:: GIVEN ENTRIES ::
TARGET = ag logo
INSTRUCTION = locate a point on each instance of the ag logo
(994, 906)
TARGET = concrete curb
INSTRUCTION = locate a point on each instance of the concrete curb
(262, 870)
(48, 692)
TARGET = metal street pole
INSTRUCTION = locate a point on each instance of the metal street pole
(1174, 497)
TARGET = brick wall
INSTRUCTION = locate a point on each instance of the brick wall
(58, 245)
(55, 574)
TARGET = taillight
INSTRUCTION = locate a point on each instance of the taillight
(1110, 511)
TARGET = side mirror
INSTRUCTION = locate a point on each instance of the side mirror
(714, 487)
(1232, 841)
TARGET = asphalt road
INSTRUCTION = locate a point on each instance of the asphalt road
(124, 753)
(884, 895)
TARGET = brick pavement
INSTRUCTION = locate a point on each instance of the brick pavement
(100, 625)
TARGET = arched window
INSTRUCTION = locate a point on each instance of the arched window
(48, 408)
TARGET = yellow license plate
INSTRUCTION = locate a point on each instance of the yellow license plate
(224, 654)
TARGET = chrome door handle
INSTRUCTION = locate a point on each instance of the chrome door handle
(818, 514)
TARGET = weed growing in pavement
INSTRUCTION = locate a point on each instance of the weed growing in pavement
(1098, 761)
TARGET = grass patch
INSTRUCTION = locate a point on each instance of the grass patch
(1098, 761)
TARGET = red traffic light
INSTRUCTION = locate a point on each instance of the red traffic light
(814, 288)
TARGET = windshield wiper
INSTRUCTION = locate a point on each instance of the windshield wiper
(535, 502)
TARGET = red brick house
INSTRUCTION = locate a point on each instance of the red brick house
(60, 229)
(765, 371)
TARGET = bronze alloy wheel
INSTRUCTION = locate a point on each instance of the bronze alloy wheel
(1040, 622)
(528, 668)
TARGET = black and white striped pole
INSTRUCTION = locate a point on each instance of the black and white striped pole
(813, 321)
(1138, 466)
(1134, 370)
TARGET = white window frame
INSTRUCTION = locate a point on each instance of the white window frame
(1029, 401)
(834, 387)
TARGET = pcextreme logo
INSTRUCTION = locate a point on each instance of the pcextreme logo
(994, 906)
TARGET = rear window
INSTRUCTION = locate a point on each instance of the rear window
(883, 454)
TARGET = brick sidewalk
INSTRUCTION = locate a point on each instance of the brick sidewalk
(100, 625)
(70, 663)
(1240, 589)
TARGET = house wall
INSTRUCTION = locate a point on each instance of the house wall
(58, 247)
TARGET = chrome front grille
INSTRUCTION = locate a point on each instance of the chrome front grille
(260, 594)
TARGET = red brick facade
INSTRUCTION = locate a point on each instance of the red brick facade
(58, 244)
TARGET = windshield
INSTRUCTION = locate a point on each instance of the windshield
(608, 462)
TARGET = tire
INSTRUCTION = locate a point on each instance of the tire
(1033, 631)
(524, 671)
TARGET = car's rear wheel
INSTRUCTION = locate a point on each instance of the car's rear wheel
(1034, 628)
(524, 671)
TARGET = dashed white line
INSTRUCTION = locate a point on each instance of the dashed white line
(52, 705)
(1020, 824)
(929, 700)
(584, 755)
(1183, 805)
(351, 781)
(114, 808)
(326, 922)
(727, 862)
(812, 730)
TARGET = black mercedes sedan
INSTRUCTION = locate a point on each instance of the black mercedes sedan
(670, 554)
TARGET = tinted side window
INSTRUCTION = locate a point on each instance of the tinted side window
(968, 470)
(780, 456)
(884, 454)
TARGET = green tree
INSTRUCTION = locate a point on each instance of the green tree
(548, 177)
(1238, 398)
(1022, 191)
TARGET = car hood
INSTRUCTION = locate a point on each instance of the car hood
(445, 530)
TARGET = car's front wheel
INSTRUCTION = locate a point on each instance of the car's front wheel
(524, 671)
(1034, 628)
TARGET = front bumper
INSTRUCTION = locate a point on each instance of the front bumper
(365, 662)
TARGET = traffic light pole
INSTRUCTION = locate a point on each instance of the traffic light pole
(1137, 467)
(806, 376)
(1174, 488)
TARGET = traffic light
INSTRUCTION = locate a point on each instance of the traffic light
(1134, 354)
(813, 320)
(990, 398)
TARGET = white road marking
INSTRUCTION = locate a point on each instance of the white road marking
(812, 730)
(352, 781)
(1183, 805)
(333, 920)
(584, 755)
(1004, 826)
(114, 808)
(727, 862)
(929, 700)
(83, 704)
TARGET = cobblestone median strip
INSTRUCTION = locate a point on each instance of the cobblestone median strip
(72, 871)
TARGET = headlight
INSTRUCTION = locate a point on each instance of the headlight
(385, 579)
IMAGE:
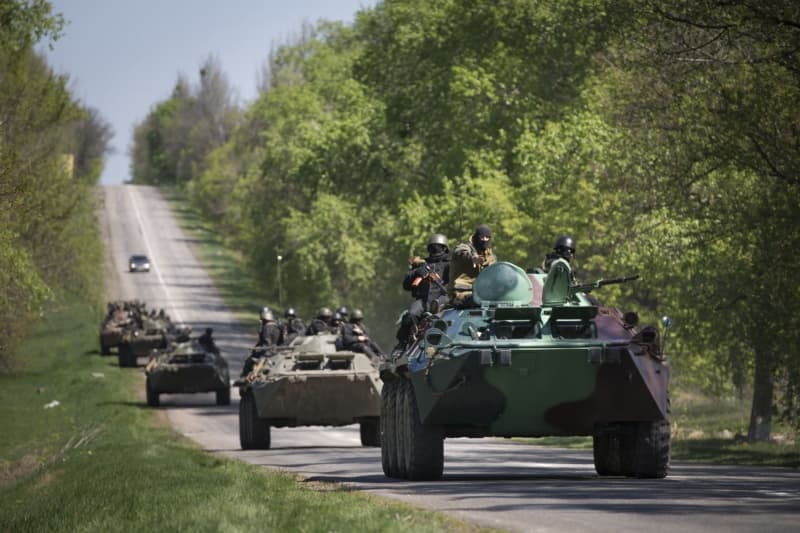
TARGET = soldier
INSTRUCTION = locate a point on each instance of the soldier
(354, 337)
(321, 324)
(564, 248)
(292, 328)
(466, 262)
(426, 281)
(206, 340)
(269, 334)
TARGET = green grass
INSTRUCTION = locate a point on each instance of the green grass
(102, 461)
(243, 294)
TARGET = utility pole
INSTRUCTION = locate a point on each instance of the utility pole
(280, 290)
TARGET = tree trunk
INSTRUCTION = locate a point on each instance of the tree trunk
(763, 391)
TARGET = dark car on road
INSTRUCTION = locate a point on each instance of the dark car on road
(139, 263)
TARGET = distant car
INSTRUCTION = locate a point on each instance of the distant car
(139, 263)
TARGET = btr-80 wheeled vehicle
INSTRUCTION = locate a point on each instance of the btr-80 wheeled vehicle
(538, 356)
(185, 368)
(113, 326)
(147, 333)
(309, 383)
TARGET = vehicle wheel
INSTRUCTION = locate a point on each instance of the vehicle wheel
(607, 453)
(152, 394)
(388, 427)
(223, 396)
(422, 448)
(254, 433)
(651, 447)
(370, 432)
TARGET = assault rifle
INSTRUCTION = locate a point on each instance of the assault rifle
(588, 287)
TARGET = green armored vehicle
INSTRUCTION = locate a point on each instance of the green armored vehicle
(113, 326)
(187, 367)
(538, 357)
(145, 334)
(309, 383)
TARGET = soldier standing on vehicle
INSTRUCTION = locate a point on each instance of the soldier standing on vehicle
(466, 262)
(269, 334)
(293, 327)
(354, 337)
(426, 280)
(564, 248)
(321, 323)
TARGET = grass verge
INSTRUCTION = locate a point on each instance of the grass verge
(100, 460)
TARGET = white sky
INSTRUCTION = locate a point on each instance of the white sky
(124, 56)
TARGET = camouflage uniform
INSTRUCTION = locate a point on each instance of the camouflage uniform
(466, 263)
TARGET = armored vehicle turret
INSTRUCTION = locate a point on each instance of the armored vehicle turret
(309, 383)
(185, 368)
(537, 357)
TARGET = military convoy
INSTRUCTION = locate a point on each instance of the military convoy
(186, 367)
(538, 357)
(309, 383)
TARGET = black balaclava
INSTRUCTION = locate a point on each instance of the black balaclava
(481, 231)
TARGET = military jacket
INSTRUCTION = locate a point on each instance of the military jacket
(427, 289)
(462, 269)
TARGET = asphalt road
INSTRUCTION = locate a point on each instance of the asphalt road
(486, 481)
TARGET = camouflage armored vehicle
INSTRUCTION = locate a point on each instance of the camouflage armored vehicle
(309, 383)
(145, 334)
(113, 326)
(538, 357)
(185, 368)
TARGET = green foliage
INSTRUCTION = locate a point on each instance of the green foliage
(51, 153)
(101, 461)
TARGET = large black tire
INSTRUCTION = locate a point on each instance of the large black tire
(370, 432)
(223, 396)
(254, 433)
(651, 449)
(606, 448)
(422, 446)
(152, 394)
(388, 425)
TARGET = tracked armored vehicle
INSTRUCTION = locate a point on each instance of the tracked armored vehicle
(538, 357)
(185, 368)
(309, 383)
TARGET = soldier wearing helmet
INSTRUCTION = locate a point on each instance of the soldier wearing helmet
(467, 261)
(564, 248)
(321, 323)
(354, 337)
(427, 281)
(269, 332)
(293, 327)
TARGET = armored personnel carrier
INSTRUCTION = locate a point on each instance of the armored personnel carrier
(309, 383)
(145, 334)
(185, 368)
(113, 326)
(538, 357)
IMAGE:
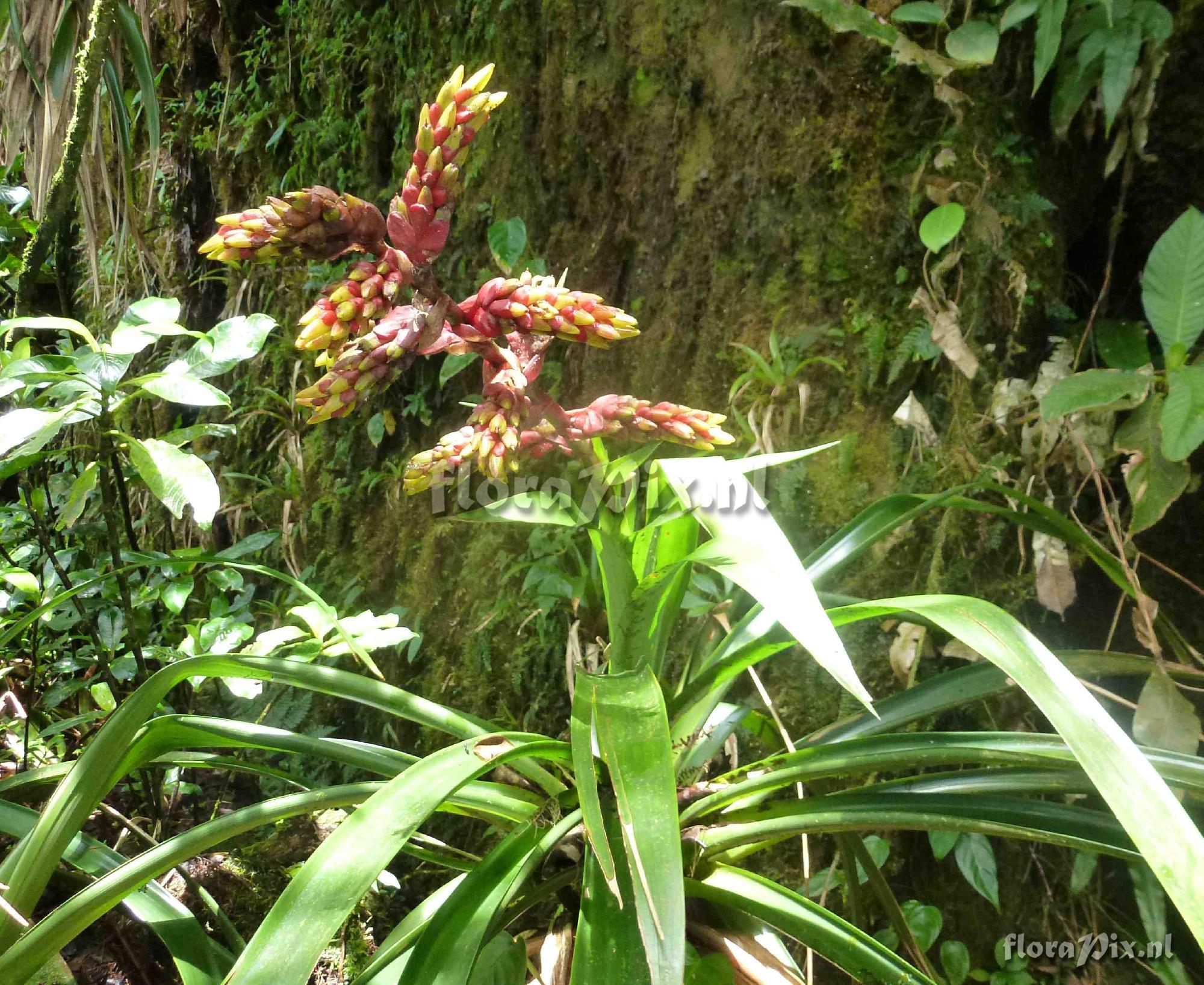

:: ACTION ITEM ::
For the lines above, output exactly those from the line containing "TARGET = green grass" through the line containing "TARGET = tree trunk", and skip the others.

:: TASK ANSWER ::
TARGET = green grass
INSTRUCTION = locate a point on each instance of the green grass
(102, 461)
(243, 294)
TARGET = utility pole
INSTRUCTION = locate a point on each instance of the utility pole
(280, 290)
TARGET = tree trunk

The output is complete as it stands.